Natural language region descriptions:
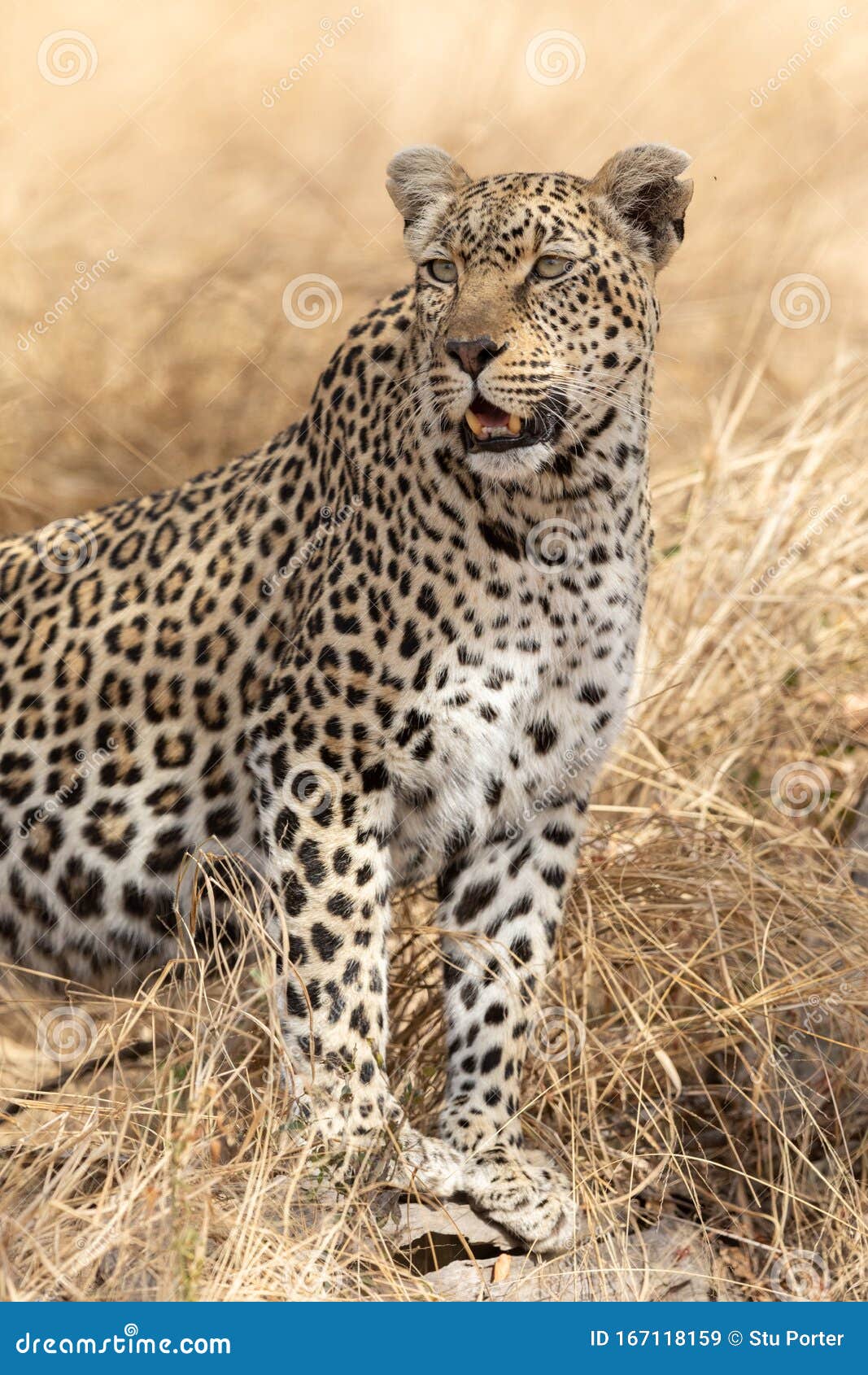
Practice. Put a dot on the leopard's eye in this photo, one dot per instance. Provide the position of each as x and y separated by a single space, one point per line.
549 266
442 270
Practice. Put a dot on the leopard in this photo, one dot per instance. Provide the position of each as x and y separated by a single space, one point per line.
391 647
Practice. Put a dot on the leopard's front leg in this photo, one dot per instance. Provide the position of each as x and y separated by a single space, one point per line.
501 909
325 838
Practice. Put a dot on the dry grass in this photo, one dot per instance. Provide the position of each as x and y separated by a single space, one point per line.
716 950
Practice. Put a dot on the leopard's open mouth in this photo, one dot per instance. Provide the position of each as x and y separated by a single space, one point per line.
486 426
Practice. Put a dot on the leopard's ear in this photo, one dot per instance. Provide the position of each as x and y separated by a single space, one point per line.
421 181
640 197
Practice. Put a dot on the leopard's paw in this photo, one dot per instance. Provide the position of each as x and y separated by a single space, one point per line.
527 1195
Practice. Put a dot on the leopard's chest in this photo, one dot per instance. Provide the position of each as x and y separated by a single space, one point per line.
501 729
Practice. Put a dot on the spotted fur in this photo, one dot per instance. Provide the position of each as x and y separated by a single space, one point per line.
368 653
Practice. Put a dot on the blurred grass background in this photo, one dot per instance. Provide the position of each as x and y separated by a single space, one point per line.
212 193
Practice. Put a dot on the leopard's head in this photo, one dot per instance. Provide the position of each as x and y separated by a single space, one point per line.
535 307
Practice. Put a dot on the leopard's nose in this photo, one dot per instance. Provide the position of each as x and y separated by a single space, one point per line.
472 355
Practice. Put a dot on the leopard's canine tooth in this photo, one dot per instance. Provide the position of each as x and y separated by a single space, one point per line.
473 422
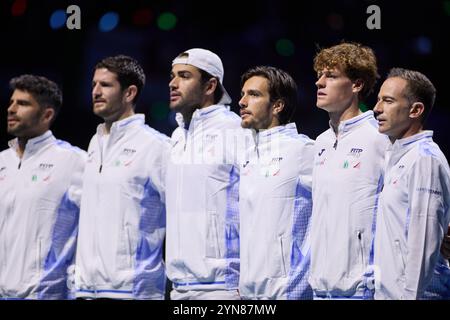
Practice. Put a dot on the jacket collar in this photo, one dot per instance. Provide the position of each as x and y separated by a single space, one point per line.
35 144
353 123
118 128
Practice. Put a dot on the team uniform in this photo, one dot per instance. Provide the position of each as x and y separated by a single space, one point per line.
122 218
413 218
39 207
275 208
347 179
202 182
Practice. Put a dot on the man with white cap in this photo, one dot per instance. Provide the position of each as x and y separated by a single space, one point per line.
202 182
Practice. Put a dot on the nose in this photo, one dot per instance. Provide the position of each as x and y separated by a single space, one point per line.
378 109
320 83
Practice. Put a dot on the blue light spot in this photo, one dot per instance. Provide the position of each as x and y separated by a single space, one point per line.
108 22
58 19
423 45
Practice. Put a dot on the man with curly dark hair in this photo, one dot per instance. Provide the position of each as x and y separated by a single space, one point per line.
347 175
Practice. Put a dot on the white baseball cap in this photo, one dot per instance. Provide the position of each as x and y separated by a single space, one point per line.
207 61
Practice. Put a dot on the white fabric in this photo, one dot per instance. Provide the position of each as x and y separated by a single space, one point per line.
413 218
347 178
39 205
122 218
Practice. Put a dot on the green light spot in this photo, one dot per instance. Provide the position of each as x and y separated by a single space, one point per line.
160 110
285 47
447 7
167 21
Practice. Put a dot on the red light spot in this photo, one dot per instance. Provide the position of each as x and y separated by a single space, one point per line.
18 8
142 17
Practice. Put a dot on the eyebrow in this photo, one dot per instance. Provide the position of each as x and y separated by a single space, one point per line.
386 97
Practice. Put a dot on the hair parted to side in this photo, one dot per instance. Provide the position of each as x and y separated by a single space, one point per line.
281 87
355 60
46 92
419 88
129 72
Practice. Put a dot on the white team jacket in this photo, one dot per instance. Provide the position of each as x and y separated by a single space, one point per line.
122 216
39 206
275 208
202 245
413 217
347 179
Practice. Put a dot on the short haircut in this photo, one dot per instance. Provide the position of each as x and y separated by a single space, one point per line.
281 87
418 89
129 72
355 60
46 92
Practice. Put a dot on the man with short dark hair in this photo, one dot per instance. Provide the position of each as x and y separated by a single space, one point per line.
414 204
202 182
275 193
40 191
122 218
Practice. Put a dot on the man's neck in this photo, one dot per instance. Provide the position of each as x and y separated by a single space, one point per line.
337 117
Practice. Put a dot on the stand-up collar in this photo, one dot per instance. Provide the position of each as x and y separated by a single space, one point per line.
201 114
409 142
350 124
121 126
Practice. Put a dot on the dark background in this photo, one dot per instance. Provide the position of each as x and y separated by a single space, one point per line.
244 34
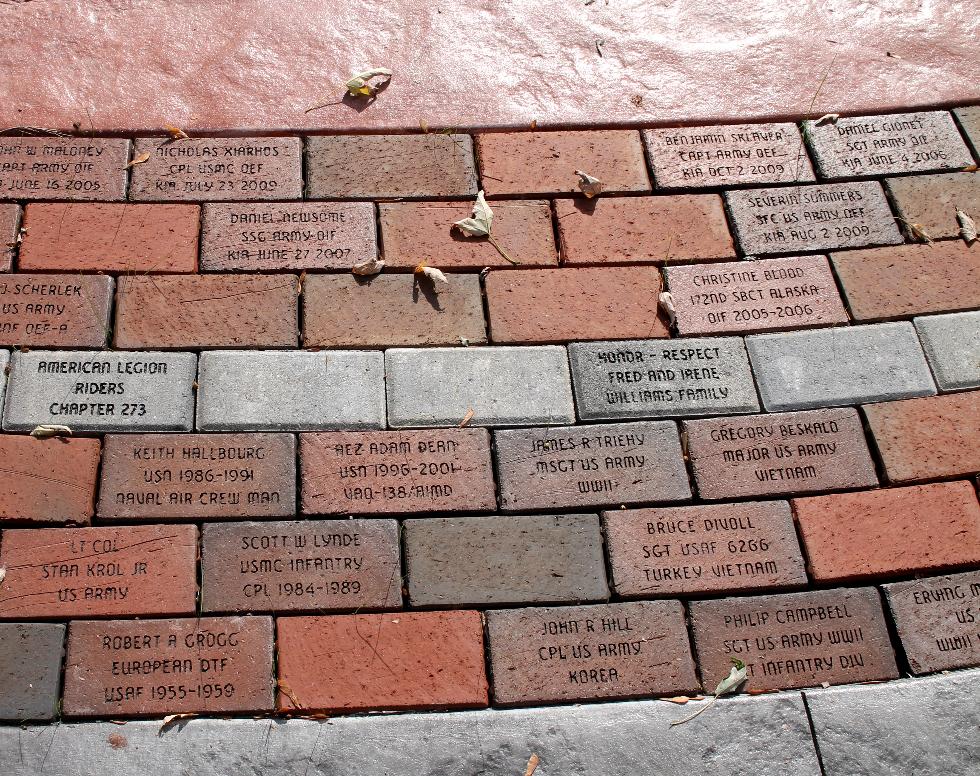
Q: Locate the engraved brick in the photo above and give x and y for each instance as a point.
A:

Task to complete ▸ None of the pictures should be copied, but every record above must be restated in full.

Exercise response ▸
Practice. Put a dot on the leopard's eye in this photo, one dot per instance. Provide the position of each as x and y separated by a single space, one point per line.
549 266
442 270
Practice. Put a dot on the leopard in this photo, one dot per instance. Provide the position of each as x and y separated by a single space, one point per line.
391 647
Practice. Put a dot on the leopard's front leg in this photo, one dot per instance. Provide the position of each as x and y separated by a single space, one point per line.
501 909
325 838
Practice. Put a dot on the dry grass in this photo, one dot per instance. Provide the position of each as x and y separated by a single space, one point per line.
716 950
Practice. Put a dot on the leopard's open mouth in this photo, one dot per instance. Provide the position of each as x and y separated by a single space, one point per line.
486 426
Practice. Put a dot on the leopard's ear in this photo, one dot per instance. Provide the position of each as x and y separated by a single space, one point per line.
421 181
640 197
Practice. Put a dot on the leopard's paw in this photo, one dot per instance. Provide the position of each as x and y separated by a single space, one point per line.
527 1195
Practice. Put a dot on the leopard's chest in this photo, one dot per instance. Provide the position of each as x and y separated by a single space, one point per line.
501 729
Practice. Put a dot on the spotted fur in this photo, one dot per instance. Provide the position of each as x and y separated by a single space, one point per line.
368 653
Practice. Put a dot on the blurred grass background in this photo, one dot per instance. Provide the position of each as x and y separated by a single space, one point per line.
212 193
Practice. Put a dot on the leopard's head in this photo, one dot per instance. Provide the position of each as x and y separated by a single space, one point per line.
535 307
Practice. Put a dot on the leopard's nose in this photo, one dot per instance. Provide the position of each as x and y separated by a single space, one point per line.
472 355
Practice. Put a dot on the leopard's canine tooth in this photo, one dot per instance. Provide the position of each as x and y separated by a single space, one point per line.
473 422
Practice. Put a dot on the jacket collar in this photo, one dot per instance. Provide the position of each as x and y separated by a single space, one point per line.
35 144
353 123
118 128
Practice. Put a dot on the team uniform in this photo, one dot per instance. Provide the position of each as x and y separated by a single space, one point per line.
122 218
413 218
39 207
275 208
347 179
202 182
Practice. Put a dot on the man with white cap in this photo, one dot per instance. Provide the position of each as x and y separated by a single space, one point per line.
202 182
Practice. Put a dot on the nose in this photo, one dot per instance. Provide the position of each as x and y separated by a single space, one point per line.
378 109
320 83
Practice. Put a dot on the blue light spot in this photo, one dot per instance. Provide the position of each as x and y separated by a single space, one point per line.
108 22
58 19
423 45
Practice. Put a dot on the man with curly dark hair in this photo, one dot per instance. Provide the position of each as x and y separated by a single space, one point per line.
347 175
Practice. Put a dot on the white baseball cap in this photo, one dot per instance. Provide the position of each as x and y separated by a single space, one point per line.
207 61
Practice. Put a dot on the white fabric in this photo, one dot per instance. Provide the position of each as x and y separated by a single space, one point per line.
413 218
347 178
39 205
122 218
Practice. Put a dot on the green light spot in this photo, one dot per instance. Provide the position of each as x and y separated by a single space, one point per line.
160 110
285 47
447 7
167 21
Practice. Put a dot on the red light spot in this photo, one dot per instance. Provide the position of each as x and y separated by a single space, one point per line.
18 8
142 17
Practice. Put a dot on the eyebrow in this photo, one dot per instance. Provide the position of each as x and y separated by a single space, one point per line.
386 97
Practice. Put a dot on the hair parted to side in this photo, one dot per instance. Provide the position of each as x and y separated by a single space, one point per line.
281 87
355 60
46 92
419 88
129 72
Practice. Put a dot on the white team jacket in this photo, one dot per instance. Provide the position of each as x and y separated by a single space, one point per line.
122 216
39 206
275 208
202 245
413 217
347 179
Practice. Put a dot on the short haircut in this photo, one dot per instance. Provide the position of each as x and y separated by a single space, one point per line.
281 87
418 89
129 72
355 60
46 92
Practice. Put a dot on the man with short dark hair in this photo, one dot per instance. Provide the position of each as x and y separated by a single space, one point per line.
414 204
202 182
275 193
40 191
122 218
Practice. Put a dot on the man's neck in this photo, one dot per instance. Provide the position of each as x and y separated by a single space, one point per line.
337 117
Practice. Put a dot on the stand-up collar in this photo, one dot per instance. Provide the position of each as x and y separated by a single space, one point per line.
201 114
409 142
350 124
121 126
Practice. Put a dot on the dark background in this photo, one dot per instance. Provide the position of each as x and y separated by a single space, one point per line.
244 34
Q: Locate the engraved brick in the photo above and give x and y for each instance as a point.
A:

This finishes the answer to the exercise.